Exercise passage ::

= Beginning of Section =

You get what you pay for.

That was Ryegate dairy farmer Gordon Murray’s belief when he sent a bag of cow manure in place of the usual milk shipment to the handler on Monday to protest low milk prices.

Murray dumped 2,800 pounds of milk out Monday rather than let it continue to be sold at such a low rate that he is barely able to survive.

"If you pay for shit, you should get shit," Murray said from his dairy barn Tuesday afternoon while cows in stanchions munched on grain.

To bring further attention to the situation, Murray hung an effigy of a farmer dressed in overalls dangling from a noose in front of his dairy barn with a sign stating, "USDA Hangs Farmers." The sign was referring to a recently announced delay in payments under the new U.S. Department of Agriculture national farm plan.

"The USDA has stalled out on proposed time frame for Milk Income Loss Contract program," said Ryegate dairy farmer Jenny Nelson, also a congressional aide to U.S. Rep. Bernie Sanders, I-Vt.

= End of Section =

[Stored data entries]
= Beginning of Section =

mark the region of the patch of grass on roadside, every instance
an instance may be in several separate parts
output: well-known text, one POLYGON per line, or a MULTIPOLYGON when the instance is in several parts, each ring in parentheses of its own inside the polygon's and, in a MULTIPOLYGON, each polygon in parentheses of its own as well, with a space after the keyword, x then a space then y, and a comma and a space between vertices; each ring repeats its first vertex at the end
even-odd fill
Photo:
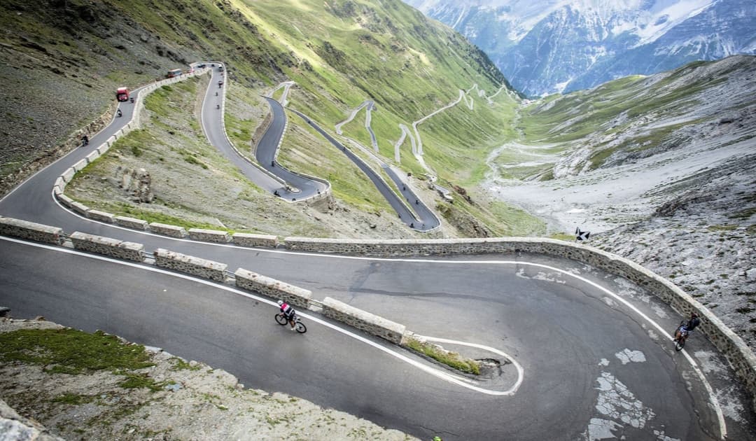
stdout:
POLYGON ((0 361, 43 365, 48 371, 79 374, 153 365, 144 346, 127 344, 102 331, 21 329, 0 334, 0 361))
POLYGON ((408 338, 404 346, 434 360, 468 374, 480 374, 480 364, 476 360, 466 359, 457 352, 447 351, 437 345, 408 338))
POLYGON ((79 405, 81 404, 91 402, 94 400, 94 397, 90 395, 79 395, 78 393, 66 393, 54 398, 52 399, 52 402, 62 402, 72 405, 79 405))
POLYGON ((146 387, 152 392, 157 392, 158 390, 163 390, 163 387, 170 383, 169 381, 155 381, 155 380, 150 378, 147 374, 126 372, 124 371, 117 371, 116 374, 125 377, 123 381, 118 384, 119 386, 124 389, 146 387))
POLYGON ((171 361, 174 362, 173 367, 171 368, 172 371, 199 371, 202 368, 202 366, 200 365, 194 365, 193 366, 189 362, 178 357, 173 357, 171 359, 171 361))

= End of Section =

Requirement 1 ::
Answer these questions from the milk protest article:
(a) How many pounds of milk did Gordon Murray dump on Monday?
(b) What did the sign in front of Murray's dairy barn say?
(c) Besides dairy farming, what position does Jenny Nelson hold?
Requirement 2 ::
Extract the part of the milk protest article from "You get what" up to and including "munched on grain.", copying it word for word.

Response area 1 ::
(a) 2,800 pounds
(b) "USDA Hangs Farmers."
(c) She is a congressional aide to U.S. Rep. Bernie Sanders, I-Vt.

Response area 2 ::
You get what you pay for.

That was Ryegate dairy farmer Gordon Murray’s belief when he sent a bag of cow manure in place of the usual milk shipment to the handler on Monday to protest low milk prices.

Murray dumped 2,800 pounds of milk out Monday rather than let it continue to be sold at such a low rate that he is barely able to survive.

"If you pay for shit, you should get shit," Murray said from his dairy barn Tuesday afternoon while cows in stanchions munched on grain.